__REQUIREMENT__
Reproduce the records verbatim from the line containing "the wood grain" through the final line of the records, including both of those lines.
— start of RECORDS FOR THE EXERCISE —
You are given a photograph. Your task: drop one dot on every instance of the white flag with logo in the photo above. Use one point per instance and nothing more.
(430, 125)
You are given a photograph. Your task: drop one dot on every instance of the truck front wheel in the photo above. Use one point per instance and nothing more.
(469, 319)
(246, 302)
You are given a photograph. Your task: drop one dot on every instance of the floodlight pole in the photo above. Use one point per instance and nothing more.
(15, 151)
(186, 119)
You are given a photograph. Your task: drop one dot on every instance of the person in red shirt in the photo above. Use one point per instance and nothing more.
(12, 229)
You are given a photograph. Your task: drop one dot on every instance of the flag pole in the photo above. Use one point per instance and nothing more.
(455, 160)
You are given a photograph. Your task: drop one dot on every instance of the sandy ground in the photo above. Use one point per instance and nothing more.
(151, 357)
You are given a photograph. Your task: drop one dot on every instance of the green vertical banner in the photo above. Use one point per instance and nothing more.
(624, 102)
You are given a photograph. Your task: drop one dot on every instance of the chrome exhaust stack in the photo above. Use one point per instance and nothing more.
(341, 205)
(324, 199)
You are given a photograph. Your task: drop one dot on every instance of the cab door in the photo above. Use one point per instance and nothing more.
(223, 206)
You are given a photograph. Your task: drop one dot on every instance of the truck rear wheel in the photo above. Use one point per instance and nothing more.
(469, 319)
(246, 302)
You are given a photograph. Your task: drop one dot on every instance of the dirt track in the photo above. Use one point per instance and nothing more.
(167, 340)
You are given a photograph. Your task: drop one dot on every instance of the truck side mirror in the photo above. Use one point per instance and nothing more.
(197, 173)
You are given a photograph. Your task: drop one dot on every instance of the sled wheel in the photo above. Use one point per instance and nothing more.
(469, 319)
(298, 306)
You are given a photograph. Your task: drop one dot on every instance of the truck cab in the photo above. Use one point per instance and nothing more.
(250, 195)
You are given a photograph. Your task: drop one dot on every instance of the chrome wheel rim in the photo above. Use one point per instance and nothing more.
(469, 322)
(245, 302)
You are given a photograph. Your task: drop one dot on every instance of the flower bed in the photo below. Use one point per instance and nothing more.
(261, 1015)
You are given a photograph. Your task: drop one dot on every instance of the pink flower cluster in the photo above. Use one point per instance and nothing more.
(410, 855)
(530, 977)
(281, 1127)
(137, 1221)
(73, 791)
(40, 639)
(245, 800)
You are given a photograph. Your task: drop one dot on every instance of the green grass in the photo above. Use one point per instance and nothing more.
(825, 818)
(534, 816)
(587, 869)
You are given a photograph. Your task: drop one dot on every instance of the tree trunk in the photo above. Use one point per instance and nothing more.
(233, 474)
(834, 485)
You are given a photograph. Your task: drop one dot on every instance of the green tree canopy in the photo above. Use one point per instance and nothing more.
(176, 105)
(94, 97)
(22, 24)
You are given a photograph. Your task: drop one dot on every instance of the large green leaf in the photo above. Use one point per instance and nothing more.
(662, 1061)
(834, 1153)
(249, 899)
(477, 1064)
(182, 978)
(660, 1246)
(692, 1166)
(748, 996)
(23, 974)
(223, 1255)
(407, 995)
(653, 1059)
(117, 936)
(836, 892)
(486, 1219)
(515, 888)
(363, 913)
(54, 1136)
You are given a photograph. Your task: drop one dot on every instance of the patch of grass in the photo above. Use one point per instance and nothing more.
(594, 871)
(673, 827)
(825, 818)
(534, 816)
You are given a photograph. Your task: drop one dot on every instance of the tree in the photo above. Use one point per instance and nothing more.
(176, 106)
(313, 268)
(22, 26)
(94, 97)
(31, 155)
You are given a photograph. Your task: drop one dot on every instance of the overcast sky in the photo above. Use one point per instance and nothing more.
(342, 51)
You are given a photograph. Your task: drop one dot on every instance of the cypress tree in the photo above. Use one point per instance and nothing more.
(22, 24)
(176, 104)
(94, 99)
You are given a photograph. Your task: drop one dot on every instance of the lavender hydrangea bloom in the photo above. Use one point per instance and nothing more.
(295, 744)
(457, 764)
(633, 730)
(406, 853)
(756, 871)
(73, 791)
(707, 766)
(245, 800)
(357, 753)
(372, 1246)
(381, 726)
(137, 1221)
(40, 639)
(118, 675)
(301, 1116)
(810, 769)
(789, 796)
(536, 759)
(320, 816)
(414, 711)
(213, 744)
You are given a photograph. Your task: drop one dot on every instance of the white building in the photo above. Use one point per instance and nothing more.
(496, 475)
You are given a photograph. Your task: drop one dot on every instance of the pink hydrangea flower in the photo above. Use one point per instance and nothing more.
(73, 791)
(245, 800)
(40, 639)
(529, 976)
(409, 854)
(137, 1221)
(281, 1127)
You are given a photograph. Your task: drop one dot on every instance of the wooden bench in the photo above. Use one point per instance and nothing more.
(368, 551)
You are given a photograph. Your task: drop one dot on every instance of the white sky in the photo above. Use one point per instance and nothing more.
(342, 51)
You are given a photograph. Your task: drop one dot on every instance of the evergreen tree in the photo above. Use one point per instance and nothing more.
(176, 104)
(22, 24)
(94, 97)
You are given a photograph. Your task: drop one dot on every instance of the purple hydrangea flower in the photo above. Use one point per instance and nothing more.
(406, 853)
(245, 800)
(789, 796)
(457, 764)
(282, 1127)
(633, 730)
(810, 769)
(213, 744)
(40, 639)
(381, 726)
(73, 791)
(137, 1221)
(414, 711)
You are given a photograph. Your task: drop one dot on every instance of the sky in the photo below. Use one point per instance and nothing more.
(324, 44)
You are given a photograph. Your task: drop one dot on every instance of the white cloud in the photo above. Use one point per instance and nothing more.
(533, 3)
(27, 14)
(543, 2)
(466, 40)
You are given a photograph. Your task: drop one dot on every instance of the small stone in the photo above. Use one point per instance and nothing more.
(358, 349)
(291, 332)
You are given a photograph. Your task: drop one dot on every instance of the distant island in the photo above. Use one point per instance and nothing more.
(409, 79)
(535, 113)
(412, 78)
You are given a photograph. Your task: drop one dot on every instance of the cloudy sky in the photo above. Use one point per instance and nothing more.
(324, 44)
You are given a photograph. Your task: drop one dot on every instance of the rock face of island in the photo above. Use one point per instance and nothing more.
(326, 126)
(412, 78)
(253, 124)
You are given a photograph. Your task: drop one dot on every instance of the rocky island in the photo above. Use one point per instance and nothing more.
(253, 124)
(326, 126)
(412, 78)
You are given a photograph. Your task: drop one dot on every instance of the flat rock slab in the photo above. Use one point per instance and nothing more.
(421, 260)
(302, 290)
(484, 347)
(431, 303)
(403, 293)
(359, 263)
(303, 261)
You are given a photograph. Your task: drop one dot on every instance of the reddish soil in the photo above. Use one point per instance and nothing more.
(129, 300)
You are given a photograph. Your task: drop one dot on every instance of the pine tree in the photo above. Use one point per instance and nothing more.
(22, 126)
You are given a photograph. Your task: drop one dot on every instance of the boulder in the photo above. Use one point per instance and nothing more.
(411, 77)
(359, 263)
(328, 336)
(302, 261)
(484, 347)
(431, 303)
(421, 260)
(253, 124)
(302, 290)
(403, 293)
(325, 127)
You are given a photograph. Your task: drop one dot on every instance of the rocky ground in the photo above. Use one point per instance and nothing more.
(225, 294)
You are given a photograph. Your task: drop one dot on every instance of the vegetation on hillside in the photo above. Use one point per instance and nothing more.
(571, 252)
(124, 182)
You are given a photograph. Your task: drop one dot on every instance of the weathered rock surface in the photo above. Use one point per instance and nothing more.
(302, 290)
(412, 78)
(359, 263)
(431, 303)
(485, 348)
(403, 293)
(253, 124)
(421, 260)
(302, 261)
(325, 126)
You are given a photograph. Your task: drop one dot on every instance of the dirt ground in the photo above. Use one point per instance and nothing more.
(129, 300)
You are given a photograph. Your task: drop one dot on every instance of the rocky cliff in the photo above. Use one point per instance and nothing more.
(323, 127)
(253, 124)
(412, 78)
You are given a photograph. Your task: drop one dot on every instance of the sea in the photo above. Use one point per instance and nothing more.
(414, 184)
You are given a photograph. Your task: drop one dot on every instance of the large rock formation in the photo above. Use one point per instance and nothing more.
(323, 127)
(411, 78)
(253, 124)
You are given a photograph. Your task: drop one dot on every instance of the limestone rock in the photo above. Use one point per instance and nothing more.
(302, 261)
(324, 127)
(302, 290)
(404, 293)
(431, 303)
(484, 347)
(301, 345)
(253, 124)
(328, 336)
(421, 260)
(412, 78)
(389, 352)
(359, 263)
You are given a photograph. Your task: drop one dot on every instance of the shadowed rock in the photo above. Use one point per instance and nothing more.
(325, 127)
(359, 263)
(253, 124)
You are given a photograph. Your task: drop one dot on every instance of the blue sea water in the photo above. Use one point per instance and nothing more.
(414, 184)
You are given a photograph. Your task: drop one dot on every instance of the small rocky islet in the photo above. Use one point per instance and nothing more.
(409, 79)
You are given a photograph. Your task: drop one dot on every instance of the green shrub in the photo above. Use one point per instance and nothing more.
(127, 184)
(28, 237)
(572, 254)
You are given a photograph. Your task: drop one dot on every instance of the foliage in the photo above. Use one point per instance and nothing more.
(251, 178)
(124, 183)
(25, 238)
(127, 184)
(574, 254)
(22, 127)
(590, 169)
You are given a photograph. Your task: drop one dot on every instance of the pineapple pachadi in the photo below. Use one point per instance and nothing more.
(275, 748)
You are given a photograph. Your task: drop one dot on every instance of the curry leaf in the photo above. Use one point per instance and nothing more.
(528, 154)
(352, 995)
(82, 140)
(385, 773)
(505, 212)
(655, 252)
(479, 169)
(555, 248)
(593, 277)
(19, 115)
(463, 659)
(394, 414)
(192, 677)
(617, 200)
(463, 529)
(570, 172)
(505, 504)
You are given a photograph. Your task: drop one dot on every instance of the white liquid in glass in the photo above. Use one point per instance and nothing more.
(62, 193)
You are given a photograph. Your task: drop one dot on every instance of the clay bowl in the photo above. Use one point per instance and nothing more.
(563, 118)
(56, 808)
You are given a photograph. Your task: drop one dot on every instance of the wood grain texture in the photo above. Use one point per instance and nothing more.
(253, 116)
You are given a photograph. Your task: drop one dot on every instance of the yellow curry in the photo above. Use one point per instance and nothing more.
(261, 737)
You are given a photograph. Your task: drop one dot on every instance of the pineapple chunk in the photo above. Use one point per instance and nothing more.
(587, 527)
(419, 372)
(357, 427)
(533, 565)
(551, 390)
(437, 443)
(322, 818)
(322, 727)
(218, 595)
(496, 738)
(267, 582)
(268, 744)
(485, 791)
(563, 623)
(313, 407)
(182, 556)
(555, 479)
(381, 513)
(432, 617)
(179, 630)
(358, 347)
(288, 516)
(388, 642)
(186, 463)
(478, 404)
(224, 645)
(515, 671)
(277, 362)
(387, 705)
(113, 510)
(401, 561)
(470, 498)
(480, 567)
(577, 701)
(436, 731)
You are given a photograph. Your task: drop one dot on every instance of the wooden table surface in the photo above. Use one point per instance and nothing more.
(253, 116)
— end of RECORDS FOR THE EXERCISE —
__SOLUTION TO THIS EXERCISE__
You are given a photograph. Your task: drop one dot on every instance of the wood grain texture in the photo above. Use one point per instance and nothing more.
(253, 116)
You are given a photograph. Your task: drop one dot on every instance of the yellow curry in the photo above. Use one point per instance and nothing more.
(261, 737)
You are given a photograph. Your task: drop one dot on every instance of the pineapple chunk in the photo above. Use one point per instance and nothing more.
(587, 527)
(419, 372)
(357, 427)
(533, 565)
(551, 390)
(437, 443)
(322, 818)
(322, 727)
(218, 595)
(496, 738)
(267, 582)
(268, 744)
(485, 791)
(563, 623)
(313, 407)
(182, 556)
(555, 479)
(381, 513)
(432, 617)
(179, 630)
(358, 347)
(288, 516)
(388, 642)
(186, 463)
(478, 404)
(224, 645)
(515, 671)
(277, 362)
(387, 705)
(113, 510)
(401, 561)
(470, 498)
(480, 567)
(577, 701)
(436, 731)
You are given a photograph. Your task: drop one dot on every instance of the wooden table surface in the photo above. Use one point per instance and nothing more.
(253, 116)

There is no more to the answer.